- ASSIGNED TASK A -
In the Pac-12 Tournament preview, what was the score of UCLA's semifinal win over Arizona?

(PASSAGE FOR REVIEW)

Pac-12 Tournament: Oregon Preview

UCLA takes on Oregon in the final of the Pac-12 Tournament, but will have to account for the loss of second leading scorer Jordan Adams...

Now I know how it feels to suffer through a Pyrrhic victory. I am admittedly stealing this line from a BRO subscriber who posted it last night, after one of the most satisfying (as a fan) victories the UCLA men's basketball team achieved this season. The Bruins won their Pac 12 Tournament semifinal with a rousing 66-64 conquest of Arizona, completing the three-game season sweep of the Wildcats. The Bruins may have won the game but lost the season, hence the quote about Pyrrhic victories. That's because freshmen Jordan Adams broke a bone in his foot on the final play of the game and is now out for the rest of the season.

For those who don't know, the term "Pyrrhic victory" is in reference to a military leader from the ancient world, Pyrrhus of Epirus. Epirus was an area that was located in modern-day Greece and Albania. Anyway, Pyrrhus was a mercenary general who fought against the Roman Republic. He achieved many victories against the Romans, perhaps more than even the famous Carthaginian general, Hannibal. However, Pyrrhus lost so many men in each engagement that, though he may have won many battles, he ended up losing the war, thus the saying, "Pyrrhic victory". The Bruins may have won the Arizona game but may have doomed the rest of their season with Adams' injury…Pyrrhic victory.

While the Bruins were not going to win the NCAA Tournament, they were starting to be fun to watch. Now, in spite of the fact that the Bruins will play Saturday night (8 PM PDST from the MGM Garden Arena and televised nationally on ESPN) for the Pac 12 Conference Tournament title, there is just a glum feeling surrounding the team going forward. However, the Bruins haven't played a game since news of the injury, and while it seems unlikely that UCLA will be able to reasonably overcome this injury, both because of what Adams brought to the team and because of the now (at best) seven-man rotation, one never knows what could happen.

(End PASSAGE FOR REVIEW)

- ASSIGNED TASK B -
Please rewrite the entries starting at the first one and ending at the line that contains "5L0 214L42 167H88L93", with "prompts" changed to "hints" and nothing else altered. Omit the pictures from what you give back.

(INFORMATION PROVIDED)

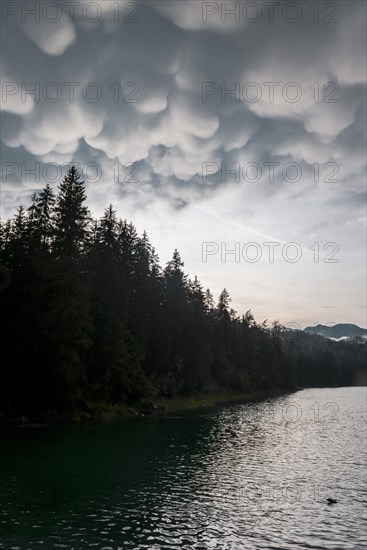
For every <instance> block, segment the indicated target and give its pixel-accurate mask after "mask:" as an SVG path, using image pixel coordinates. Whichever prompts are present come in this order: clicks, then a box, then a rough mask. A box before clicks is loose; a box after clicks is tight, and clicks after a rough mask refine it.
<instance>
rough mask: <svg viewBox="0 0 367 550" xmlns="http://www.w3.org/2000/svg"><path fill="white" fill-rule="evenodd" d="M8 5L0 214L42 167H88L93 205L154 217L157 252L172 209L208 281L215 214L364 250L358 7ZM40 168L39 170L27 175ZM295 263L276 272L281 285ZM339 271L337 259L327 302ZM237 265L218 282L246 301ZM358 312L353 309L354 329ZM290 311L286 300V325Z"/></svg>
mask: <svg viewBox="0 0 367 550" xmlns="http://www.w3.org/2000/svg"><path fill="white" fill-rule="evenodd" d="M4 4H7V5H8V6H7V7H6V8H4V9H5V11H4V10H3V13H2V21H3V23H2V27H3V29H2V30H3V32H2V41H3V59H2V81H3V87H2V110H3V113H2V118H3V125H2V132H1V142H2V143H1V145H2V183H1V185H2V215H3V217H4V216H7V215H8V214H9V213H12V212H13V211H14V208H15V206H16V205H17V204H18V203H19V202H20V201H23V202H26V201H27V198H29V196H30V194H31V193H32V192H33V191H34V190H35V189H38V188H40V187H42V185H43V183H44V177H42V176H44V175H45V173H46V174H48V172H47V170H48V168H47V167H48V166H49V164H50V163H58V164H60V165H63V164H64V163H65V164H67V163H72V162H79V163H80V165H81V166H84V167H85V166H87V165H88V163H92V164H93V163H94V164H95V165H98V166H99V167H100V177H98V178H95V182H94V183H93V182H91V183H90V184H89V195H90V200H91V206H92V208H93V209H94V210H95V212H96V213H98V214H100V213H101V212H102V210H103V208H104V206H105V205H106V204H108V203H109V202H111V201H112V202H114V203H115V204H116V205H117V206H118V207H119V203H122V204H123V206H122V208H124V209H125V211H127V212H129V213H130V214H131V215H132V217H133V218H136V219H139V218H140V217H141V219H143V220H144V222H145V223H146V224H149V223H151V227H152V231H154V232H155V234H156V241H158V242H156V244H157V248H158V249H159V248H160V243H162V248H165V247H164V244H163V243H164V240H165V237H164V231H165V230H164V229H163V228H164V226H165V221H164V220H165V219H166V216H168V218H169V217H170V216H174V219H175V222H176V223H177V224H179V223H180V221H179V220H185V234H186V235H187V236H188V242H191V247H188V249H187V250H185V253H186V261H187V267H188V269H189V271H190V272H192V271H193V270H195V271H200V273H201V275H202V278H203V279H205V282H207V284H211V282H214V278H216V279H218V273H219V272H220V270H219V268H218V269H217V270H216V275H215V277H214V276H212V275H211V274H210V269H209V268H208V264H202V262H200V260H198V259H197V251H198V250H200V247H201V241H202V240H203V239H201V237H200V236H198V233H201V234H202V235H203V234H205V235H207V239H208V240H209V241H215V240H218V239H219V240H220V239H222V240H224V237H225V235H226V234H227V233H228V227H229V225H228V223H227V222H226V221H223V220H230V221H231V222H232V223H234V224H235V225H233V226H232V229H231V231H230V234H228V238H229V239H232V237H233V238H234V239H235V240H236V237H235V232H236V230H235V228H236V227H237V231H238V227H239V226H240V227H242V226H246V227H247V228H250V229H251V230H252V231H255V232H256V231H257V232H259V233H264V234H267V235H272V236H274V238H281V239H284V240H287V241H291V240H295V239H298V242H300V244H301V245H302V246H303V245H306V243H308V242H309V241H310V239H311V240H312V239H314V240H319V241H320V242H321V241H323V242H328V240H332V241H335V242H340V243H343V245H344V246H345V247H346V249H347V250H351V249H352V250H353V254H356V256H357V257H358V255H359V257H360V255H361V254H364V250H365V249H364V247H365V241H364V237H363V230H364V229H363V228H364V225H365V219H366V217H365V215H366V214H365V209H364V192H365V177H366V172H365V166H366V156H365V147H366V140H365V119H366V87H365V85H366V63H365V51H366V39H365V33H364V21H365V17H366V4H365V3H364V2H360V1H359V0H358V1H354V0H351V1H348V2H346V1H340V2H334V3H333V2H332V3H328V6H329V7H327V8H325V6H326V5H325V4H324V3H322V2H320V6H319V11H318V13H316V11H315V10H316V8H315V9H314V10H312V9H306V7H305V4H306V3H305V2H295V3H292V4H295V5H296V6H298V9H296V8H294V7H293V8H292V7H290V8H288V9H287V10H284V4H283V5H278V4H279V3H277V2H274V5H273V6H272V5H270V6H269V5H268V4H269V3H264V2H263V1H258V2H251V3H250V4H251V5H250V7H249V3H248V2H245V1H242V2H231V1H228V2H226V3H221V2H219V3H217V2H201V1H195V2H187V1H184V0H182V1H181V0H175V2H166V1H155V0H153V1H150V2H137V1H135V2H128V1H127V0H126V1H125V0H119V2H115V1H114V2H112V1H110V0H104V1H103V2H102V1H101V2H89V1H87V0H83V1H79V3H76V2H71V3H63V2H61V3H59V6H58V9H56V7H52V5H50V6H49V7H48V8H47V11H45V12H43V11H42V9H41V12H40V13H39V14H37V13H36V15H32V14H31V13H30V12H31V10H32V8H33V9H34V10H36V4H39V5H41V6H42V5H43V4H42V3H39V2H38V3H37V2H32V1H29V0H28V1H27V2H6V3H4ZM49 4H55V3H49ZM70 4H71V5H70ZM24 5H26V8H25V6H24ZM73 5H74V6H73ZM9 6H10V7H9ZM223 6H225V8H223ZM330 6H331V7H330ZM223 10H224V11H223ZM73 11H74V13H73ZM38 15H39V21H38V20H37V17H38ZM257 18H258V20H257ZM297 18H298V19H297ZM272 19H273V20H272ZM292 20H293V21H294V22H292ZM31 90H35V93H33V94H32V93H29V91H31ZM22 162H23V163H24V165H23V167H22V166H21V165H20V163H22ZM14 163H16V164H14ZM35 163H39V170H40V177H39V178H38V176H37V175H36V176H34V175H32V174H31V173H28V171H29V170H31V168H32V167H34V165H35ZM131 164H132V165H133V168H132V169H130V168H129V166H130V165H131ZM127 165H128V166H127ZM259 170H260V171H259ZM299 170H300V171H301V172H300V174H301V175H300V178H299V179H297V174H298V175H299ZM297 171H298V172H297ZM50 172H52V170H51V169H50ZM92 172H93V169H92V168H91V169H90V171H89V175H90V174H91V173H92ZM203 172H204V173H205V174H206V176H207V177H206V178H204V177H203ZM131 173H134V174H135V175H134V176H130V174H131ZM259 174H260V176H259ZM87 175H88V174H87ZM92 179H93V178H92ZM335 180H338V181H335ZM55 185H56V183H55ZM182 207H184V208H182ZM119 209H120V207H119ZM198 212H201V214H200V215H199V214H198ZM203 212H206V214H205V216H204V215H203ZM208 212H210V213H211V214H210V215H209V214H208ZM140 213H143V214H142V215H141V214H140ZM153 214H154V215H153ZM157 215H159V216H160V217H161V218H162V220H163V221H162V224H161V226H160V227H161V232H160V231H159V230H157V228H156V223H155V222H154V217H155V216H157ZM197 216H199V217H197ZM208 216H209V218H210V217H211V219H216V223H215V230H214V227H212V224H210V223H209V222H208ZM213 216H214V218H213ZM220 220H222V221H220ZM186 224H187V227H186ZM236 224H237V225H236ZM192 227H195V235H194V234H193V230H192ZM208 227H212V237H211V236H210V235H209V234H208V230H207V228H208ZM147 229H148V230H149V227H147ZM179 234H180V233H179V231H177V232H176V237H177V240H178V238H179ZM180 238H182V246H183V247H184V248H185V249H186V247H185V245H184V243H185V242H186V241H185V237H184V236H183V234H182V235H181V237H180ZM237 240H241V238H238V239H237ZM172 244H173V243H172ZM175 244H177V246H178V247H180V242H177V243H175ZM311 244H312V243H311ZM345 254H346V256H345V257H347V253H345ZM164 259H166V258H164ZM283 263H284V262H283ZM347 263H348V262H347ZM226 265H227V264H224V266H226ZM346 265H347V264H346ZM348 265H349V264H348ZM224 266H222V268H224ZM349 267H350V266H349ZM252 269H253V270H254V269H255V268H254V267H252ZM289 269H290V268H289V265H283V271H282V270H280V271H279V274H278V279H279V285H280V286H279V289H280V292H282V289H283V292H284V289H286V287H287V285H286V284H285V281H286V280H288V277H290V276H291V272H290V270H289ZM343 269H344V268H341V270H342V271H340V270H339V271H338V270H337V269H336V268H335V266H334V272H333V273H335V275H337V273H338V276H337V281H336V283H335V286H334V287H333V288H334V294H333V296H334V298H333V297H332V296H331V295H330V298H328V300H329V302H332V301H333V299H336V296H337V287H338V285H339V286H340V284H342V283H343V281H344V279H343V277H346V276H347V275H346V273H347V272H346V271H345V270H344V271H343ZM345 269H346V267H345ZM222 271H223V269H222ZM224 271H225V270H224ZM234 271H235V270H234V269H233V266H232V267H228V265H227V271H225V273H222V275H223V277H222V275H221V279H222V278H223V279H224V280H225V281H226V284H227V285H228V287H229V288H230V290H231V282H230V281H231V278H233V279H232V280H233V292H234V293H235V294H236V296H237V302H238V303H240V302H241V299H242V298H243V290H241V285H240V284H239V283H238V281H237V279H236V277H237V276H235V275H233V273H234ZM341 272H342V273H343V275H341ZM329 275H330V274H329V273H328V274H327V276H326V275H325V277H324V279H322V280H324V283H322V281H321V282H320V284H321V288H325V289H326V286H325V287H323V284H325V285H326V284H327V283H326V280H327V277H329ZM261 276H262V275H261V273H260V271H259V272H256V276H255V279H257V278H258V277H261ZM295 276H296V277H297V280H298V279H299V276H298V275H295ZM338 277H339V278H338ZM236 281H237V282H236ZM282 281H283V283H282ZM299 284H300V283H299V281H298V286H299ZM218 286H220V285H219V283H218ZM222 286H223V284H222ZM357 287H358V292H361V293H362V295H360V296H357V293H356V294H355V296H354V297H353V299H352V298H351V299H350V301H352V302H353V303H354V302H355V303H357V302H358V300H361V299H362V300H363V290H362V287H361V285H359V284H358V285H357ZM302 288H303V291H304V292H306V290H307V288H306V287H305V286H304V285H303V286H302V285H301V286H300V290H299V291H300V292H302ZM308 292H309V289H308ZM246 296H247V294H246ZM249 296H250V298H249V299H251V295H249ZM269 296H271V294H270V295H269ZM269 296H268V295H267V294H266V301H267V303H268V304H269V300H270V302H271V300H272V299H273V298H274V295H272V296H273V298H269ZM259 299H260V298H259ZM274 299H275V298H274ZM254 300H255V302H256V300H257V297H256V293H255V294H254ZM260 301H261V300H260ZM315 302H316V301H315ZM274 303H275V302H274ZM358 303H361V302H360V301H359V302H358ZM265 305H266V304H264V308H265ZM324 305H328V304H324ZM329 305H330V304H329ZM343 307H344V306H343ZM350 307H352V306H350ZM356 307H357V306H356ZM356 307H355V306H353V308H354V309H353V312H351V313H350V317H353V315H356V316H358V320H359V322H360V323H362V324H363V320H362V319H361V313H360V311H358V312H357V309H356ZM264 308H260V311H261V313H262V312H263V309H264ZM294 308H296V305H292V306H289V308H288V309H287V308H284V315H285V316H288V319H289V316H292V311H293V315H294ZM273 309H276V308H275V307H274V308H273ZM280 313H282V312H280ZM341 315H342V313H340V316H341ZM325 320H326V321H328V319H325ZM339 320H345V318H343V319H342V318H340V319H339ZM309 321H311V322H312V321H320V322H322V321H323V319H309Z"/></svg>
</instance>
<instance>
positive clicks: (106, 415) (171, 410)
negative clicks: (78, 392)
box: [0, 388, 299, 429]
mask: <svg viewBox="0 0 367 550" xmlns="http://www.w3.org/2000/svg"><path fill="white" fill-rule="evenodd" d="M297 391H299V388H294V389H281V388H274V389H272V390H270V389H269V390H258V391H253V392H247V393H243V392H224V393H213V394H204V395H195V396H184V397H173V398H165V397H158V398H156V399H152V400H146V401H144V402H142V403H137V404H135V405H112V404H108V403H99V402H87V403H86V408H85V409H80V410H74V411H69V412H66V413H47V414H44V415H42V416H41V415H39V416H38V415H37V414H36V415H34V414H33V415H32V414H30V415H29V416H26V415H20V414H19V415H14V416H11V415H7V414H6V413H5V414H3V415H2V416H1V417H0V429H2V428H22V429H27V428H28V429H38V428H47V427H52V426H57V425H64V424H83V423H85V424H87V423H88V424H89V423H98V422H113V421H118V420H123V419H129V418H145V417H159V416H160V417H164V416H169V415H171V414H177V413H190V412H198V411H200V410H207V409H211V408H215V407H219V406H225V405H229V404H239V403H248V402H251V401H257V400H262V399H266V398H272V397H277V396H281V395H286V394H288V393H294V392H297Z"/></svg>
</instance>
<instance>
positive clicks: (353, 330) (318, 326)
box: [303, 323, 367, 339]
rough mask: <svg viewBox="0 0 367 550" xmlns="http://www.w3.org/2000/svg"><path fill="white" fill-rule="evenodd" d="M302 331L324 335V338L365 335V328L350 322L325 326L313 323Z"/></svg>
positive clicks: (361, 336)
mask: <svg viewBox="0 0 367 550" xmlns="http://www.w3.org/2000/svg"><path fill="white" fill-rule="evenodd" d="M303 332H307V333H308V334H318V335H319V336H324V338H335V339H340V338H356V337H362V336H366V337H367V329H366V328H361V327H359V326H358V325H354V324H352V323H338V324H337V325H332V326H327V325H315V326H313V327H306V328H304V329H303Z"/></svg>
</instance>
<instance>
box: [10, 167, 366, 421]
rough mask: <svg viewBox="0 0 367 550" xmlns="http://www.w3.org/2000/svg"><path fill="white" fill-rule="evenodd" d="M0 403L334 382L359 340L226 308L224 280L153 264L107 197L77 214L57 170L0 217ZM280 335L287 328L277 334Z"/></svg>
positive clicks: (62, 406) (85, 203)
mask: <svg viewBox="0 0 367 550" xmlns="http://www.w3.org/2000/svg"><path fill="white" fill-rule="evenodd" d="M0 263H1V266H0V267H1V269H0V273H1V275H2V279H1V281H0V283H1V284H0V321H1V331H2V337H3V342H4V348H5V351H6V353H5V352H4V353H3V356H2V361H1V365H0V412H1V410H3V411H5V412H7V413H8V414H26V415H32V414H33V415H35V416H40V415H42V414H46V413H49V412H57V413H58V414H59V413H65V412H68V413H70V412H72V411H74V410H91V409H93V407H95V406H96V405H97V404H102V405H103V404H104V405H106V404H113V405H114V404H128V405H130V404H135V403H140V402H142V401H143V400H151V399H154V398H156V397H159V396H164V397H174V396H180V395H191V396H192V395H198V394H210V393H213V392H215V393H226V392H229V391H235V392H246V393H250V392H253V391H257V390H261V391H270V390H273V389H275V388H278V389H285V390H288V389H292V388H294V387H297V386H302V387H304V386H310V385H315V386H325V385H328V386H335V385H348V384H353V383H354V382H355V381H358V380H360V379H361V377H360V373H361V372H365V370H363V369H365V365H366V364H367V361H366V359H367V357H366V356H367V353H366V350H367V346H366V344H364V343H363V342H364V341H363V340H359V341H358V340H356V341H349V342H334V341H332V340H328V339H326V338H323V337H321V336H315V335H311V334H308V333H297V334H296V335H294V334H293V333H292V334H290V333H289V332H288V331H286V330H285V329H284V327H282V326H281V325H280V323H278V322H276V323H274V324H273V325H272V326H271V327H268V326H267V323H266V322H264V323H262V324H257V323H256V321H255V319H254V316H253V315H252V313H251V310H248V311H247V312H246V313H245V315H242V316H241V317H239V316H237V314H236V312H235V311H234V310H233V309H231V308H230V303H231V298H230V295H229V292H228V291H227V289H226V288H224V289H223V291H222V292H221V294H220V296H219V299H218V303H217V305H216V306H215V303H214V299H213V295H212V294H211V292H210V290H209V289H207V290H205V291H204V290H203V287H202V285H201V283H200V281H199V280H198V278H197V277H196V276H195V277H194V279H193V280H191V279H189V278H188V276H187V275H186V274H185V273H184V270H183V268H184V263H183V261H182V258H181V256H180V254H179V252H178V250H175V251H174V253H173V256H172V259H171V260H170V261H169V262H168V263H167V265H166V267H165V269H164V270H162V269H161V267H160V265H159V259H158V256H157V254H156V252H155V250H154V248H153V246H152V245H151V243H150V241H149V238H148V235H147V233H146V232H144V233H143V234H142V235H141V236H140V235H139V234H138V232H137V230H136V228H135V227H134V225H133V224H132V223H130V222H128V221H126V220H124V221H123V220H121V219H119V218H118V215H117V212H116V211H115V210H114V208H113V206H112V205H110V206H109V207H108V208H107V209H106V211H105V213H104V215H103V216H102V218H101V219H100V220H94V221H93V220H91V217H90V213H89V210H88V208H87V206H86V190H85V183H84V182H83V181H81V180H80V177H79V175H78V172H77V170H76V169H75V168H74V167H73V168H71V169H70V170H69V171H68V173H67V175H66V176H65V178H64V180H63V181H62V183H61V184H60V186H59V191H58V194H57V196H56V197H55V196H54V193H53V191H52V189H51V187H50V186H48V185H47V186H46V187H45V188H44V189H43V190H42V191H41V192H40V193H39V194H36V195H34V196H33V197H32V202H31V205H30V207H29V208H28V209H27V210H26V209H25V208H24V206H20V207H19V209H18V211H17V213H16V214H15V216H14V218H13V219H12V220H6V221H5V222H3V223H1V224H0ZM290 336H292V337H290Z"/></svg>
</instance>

(End INFORMATION PROVIDED)

- ANSWER SECTION A -
66-64

- ANSWER SECTION B -
For every <instance> block, segment the indicated target and give its pixel-accurate mask after "mask:" as an SVG path, using image pixel coordinates. Whichever hints are present come in this order: clicks, then a box, then a rough mask. A box before clicks is loose; a box after clicks is tight, and clicks after a rough mask refine it.
<instance>
rough mask: <svg viewBox="0 0 367 550" xmlns="http://www.w3.org/2000/svg"><path fill="white" fill-rule="evenodd" d="M8 5L0 214L42 167H88L93 205L154 217L157 252L172 209L208 281L215 214L364 250L358 7ZM40 168L39 170L27 175ZM295 263L276 272L281 285ZM339 271L337 259L327 302ZM237 265L218 282L246 301ZM358 312L353 309L354 329ZM290 311L286 300V325Z"/></svg>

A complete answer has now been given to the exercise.